• **Set task**
Add 101 to every number in the point coordinates that answer the rows, and leave the requests and their sample coordinates unchanged. Rewrite all the lines, requests included, from the line containing "Mark the glass" through the end of the rows.

• **Raw data**
=-=-=

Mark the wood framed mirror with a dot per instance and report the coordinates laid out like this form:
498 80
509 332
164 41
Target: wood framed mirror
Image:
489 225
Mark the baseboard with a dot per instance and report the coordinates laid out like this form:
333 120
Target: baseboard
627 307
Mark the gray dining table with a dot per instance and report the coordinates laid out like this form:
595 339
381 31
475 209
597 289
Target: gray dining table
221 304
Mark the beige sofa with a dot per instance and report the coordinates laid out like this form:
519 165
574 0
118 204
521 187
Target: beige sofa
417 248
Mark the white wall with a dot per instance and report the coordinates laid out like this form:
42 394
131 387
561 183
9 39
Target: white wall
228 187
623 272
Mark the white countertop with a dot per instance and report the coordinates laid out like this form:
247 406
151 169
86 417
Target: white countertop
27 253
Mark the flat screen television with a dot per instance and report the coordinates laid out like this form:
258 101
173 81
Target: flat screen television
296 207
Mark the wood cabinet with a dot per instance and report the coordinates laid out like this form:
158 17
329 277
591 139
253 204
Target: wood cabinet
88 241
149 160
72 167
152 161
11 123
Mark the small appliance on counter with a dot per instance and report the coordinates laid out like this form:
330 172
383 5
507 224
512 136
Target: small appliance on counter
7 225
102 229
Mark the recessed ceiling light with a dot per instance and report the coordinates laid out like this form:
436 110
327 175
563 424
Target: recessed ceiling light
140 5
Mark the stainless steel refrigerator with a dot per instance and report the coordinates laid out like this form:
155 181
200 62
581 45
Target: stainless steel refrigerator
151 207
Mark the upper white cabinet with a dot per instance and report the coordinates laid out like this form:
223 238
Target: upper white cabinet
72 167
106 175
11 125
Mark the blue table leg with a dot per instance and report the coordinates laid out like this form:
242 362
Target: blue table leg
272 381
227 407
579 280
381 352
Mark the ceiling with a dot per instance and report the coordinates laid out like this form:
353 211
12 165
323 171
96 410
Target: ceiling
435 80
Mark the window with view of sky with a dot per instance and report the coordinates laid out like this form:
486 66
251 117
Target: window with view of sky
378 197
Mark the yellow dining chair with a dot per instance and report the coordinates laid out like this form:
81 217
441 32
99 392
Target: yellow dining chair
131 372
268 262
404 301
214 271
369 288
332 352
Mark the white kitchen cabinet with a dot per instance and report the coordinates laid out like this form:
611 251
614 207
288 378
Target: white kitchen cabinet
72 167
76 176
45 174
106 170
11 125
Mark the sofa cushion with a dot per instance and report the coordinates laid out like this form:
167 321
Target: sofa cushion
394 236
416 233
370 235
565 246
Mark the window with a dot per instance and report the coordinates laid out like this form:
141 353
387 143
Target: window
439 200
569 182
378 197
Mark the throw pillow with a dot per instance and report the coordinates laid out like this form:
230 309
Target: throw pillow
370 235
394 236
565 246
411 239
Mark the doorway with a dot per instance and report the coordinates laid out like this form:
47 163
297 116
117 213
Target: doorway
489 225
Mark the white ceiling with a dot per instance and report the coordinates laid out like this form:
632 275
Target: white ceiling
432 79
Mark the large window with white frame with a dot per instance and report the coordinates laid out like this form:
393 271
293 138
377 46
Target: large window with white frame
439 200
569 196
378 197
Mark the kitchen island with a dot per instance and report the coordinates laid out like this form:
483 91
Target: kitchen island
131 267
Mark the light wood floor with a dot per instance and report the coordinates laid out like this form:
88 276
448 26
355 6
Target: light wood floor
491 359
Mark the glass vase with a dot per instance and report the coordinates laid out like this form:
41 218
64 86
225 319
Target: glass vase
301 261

=-=-=

• **Final result**
Mark the glass vase with a dot per instance and report the coordinates laid out like this form:
41 218
64 86
225 319
Target: glass vase
402 362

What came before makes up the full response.